* Excerpts from point annotation data

------------------------------

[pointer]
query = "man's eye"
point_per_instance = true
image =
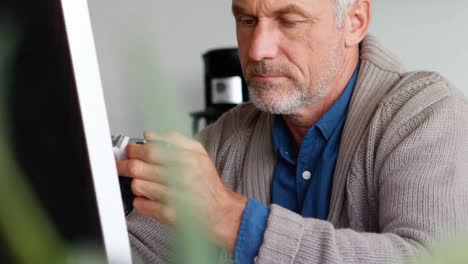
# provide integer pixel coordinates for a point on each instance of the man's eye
(289, 22)
(247, 21)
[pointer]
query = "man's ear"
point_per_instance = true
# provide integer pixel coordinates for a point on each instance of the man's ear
(357, 22)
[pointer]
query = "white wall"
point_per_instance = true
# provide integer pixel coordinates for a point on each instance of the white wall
(426, 35)
(161, 42)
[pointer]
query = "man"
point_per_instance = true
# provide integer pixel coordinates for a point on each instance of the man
(342, 157)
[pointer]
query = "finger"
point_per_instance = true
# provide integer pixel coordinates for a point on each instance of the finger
(158, 211)
(138, 169)
(155, 153)
(174, 138)
(150, 190)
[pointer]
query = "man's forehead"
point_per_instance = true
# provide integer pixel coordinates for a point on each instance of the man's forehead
(271, 6)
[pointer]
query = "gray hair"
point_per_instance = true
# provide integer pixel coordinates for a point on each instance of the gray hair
(341, 8)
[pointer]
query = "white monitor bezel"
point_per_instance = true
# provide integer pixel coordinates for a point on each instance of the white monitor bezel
(96, 129)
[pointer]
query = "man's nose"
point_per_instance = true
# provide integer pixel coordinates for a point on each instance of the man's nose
(264, 44)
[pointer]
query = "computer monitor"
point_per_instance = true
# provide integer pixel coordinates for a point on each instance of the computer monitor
(59, 128)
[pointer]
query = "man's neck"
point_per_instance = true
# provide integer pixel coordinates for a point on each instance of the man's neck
(299, 123)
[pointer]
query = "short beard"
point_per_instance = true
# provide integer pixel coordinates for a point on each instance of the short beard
(296, 95)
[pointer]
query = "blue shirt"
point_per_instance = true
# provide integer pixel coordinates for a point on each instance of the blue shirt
(302, 181)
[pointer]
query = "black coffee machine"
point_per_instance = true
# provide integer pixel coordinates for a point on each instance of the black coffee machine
(225, 86)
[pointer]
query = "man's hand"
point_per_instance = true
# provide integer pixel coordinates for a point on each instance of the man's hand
(173, 167)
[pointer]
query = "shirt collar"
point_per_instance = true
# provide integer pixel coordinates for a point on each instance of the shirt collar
(333, 117)
(326, 124)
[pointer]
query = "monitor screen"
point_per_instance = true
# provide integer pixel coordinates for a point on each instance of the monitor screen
(58, 125)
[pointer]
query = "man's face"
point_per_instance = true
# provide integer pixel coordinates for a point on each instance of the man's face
(290, 51)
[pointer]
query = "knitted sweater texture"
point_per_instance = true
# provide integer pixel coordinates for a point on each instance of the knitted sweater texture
(399, 186)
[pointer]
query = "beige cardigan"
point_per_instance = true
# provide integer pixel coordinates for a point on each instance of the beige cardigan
(400, 183)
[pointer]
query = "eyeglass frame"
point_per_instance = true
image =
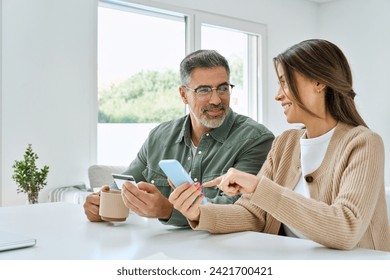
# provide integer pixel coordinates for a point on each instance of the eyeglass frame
(204, 95)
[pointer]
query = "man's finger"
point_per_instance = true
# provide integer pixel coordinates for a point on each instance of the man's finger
(212, 183)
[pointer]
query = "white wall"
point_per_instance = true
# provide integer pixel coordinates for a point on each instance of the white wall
(362, 29)
(48, 89)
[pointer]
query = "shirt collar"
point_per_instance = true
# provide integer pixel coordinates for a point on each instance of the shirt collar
(219, 134)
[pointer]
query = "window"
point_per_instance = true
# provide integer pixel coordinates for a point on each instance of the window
(139, 52)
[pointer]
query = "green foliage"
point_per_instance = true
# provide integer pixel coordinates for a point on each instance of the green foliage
(150, 97)
(27, 176)
(146, 97)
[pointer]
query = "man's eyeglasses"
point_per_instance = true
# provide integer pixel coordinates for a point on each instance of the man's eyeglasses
(205, 92)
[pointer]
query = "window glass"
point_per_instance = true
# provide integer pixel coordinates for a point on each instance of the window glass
(138, 78)
(232, 45)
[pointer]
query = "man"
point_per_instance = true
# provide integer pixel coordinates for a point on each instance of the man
(207, 142)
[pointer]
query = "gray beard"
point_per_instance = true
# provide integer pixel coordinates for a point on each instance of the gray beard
(213, 122)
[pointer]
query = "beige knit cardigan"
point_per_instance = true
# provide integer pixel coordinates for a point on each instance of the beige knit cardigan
(347, 207)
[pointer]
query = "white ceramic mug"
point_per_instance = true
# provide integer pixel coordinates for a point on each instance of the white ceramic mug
(112, 208)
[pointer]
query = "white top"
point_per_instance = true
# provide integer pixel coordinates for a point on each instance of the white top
(313, 151)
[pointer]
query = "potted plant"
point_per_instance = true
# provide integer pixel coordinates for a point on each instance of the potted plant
(28, 177)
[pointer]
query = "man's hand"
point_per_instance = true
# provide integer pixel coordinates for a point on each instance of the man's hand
(146, 200)
(185, 199)
(92, 204)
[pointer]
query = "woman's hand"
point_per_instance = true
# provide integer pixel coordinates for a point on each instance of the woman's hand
(235, 182)
(187, 199)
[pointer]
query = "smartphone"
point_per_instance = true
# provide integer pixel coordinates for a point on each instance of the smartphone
(176, 173)
(120, 179)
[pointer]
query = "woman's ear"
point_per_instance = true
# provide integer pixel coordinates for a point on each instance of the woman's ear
(183, 94)
(320, 87)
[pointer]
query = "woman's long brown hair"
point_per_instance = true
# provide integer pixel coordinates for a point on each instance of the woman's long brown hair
(322, 61)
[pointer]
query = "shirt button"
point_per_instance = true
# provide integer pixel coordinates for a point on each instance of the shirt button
(309, 179)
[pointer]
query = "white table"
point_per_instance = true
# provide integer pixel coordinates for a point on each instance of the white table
(64, 233)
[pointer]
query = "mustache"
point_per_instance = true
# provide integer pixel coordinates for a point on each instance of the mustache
(213, 106)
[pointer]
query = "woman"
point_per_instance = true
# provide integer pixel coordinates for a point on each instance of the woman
(324, 182)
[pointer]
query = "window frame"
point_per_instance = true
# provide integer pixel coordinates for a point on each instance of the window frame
(255, 66)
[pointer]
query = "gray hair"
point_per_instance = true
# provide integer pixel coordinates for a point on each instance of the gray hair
(201, 59)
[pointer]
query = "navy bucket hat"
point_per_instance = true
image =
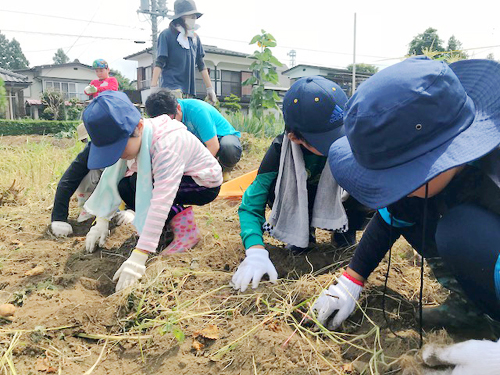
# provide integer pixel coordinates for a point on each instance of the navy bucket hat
(413, 121)
(110, 119)
(314, 106)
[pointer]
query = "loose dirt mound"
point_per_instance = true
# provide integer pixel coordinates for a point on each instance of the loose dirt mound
(184, 318)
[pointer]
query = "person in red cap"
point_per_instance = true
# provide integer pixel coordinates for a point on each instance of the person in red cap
(103, 82)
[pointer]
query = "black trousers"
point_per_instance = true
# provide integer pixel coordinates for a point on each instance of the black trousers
(68, 184)
(189, 193)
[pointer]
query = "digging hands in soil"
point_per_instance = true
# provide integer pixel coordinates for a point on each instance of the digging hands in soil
(340, 299)
(97, 234)
(61, 228)
(131, 270)
(468, 357)
(254, 266)
(124, 217)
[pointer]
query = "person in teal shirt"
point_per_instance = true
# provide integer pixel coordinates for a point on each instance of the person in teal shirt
(204, 121)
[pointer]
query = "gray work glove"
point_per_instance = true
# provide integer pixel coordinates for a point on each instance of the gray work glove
(468, 357)
(131, 270)
(254, 266)
(340, 298)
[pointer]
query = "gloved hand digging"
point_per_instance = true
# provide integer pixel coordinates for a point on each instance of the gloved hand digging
(97, 234)
(61, 228)
(340, 298)
(131, 270)
(124, 217)
(254, 266)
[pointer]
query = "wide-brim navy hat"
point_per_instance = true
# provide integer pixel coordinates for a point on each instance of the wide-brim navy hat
(413, 121)
(110, 119)
(314, 106)
(185, 8)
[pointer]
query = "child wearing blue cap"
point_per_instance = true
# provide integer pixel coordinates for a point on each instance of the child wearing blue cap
(173, 169)
(422, 148)
(204, 121)
(295, 181)
(103, 82)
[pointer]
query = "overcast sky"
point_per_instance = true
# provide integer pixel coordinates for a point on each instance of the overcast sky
(320, 31)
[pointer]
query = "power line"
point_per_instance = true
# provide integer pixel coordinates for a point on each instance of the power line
(69, 35)
(70, 19)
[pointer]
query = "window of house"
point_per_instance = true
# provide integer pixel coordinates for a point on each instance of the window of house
(230, 83)
(69, 89)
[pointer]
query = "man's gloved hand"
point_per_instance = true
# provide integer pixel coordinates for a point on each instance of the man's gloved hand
(124, 217)
(254, 266)
(98, 233)
(61, 228)
(90, 89)
(131, 270)
(212, 98)
(468, 357)
(154, 89)
(340, 298)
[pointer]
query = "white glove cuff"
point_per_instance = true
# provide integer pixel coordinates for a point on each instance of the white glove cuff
(349, 286)
(257, 252)
(138, 257)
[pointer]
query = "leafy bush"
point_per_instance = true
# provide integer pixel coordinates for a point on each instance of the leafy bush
(267, 126)
(24, 127)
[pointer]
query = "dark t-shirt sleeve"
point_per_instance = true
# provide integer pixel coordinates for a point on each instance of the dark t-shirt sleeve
(200, 55)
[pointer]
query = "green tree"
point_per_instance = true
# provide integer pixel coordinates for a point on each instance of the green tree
(263, 71)
(54, 102)
(363, 68)
(232, 104)
(17, 60)
(123, 82)
(428, 40)
(60, 57)
(11, 55)
(3, 98)
(455, 49)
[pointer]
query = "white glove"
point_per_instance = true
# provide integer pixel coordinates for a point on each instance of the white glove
(468, 357)
(340, 297)
(61, 228)
(124, 217)
(90, 89)
(98, 233)
(254, 266)
(131, 270)
(211, 95)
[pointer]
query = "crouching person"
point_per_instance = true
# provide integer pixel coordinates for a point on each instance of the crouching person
(295, 181)
(173, 169)
(204, 121)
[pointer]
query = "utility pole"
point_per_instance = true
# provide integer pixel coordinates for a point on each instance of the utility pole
(155, 9)
(292, 55)
(353, 90)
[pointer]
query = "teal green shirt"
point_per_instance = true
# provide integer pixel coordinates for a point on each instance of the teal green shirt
(204, 121)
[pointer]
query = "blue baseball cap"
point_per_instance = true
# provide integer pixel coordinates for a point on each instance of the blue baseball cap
(411, 122)
(110, 119)
(314, 106)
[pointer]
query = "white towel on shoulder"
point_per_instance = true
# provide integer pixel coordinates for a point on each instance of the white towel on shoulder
(289, 215)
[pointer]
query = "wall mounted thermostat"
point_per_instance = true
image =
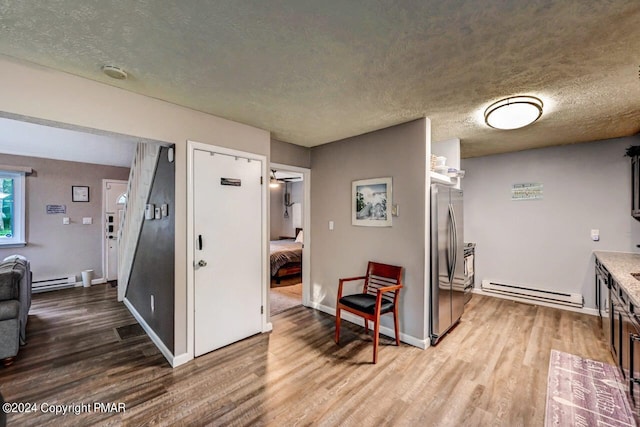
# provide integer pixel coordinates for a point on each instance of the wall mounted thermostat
(149, 211)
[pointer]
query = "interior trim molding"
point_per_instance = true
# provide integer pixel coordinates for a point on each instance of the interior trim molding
(151, 333)
(384, 330)
(181, 359)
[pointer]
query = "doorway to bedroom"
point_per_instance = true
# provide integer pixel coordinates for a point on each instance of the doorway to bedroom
(287, 237)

------------------------------

* REQUIRED WORK
Which lines in the entries contain the string "wearing"? Return every such line in full.

* SOLVED PROBLEM
query = "child wearing blue cap"
# provide integer pixel coordinates for a point on each instance of the child wearing blue cap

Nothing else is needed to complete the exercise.